◆ **ISTRUZIONI DEL COMPITO**:
Spiega, basandoti sul testo sull'inchiesta, per quali motivi Pino Rauti fu scarcerato il 25 aprile.

Il 3 marzo 1972 Pino Rauti fu arrestato, su mandato di cattura
del giudice Giancarlo Stiz. Pochi giorni più tardi, Stiz
spedì gli atti per competenza territoriale alla procura
di Milano.
Intanto il 23 febbraio 1972 si era aperto a Roma il processo
contro gli anarchici del circolo «22 Marzo», ma
la corte si dichiarò subito incompetente e inviò
anch'essa gli atti a Milano.
L'inchiesta arrivò così nelle mani dei pubblici
ministeri Fiasconaro e Alessandrini e del giudice istruttore
Gerardo D'Ambrosio, che imboccarono decisamente la pista nera.
Il 25 aprile Rauti fu scarcerato perché i suoi colleghi
del «Tempo» gli avevano fornito un alibi per la
sera della riunione padovana del 18 aprile 1969 e perché
il magistrato sapeva che il leader di Ordine nuovo stava per
essere eletto parlamentare nelle file del Msi, nel qual caso
avrebbe dovuto scarcerarlo lo stesso per l'immunità parlamentare.
Nel marzo 1973 Giovanni Ventura, interrogato, cominciò
a fare delle ammissioni: disse di essere coinvolto nella collocazione
di due ordigni esplosivi nel maggio e nel luglio 1969 rispettivamente
a Torino e a Milano. Arrivò persino a riconoscere un
ordigno che il giudice gli aveva mostrato. Poi, dando inizio
a un gioco di scaricabarile, coinvolse Freda nella trama eversiva.

◆ **DATI FORNITI**:
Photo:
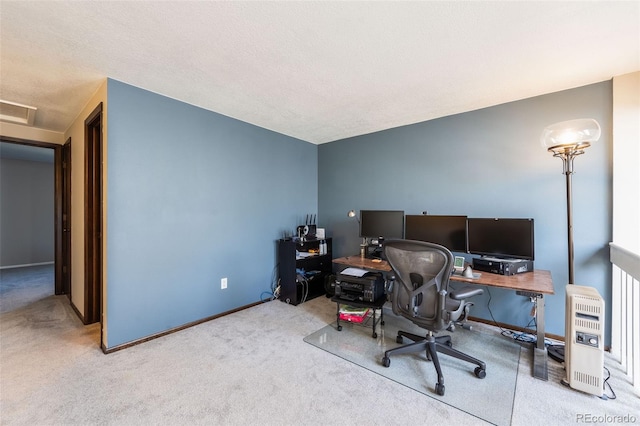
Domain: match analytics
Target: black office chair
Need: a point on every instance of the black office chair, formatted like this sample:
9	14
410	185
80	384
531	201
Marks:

◆ **SOLUZIONE DEL PROBLEMA**:
Rauti fu scarcerato per due motivi. I suoi colleghi del «Tempo» gli avevano fornito un alibi per la sera della riunione padovana del 18 aprile 1969. Inoltre il magistrato sapeva che il leader di Ordine nuovo stava per essere eletto parlamentare nelle file del Msi, e in quel caso avrebbe dovuto scarcerarlo comunque per l'immunità parlamentare.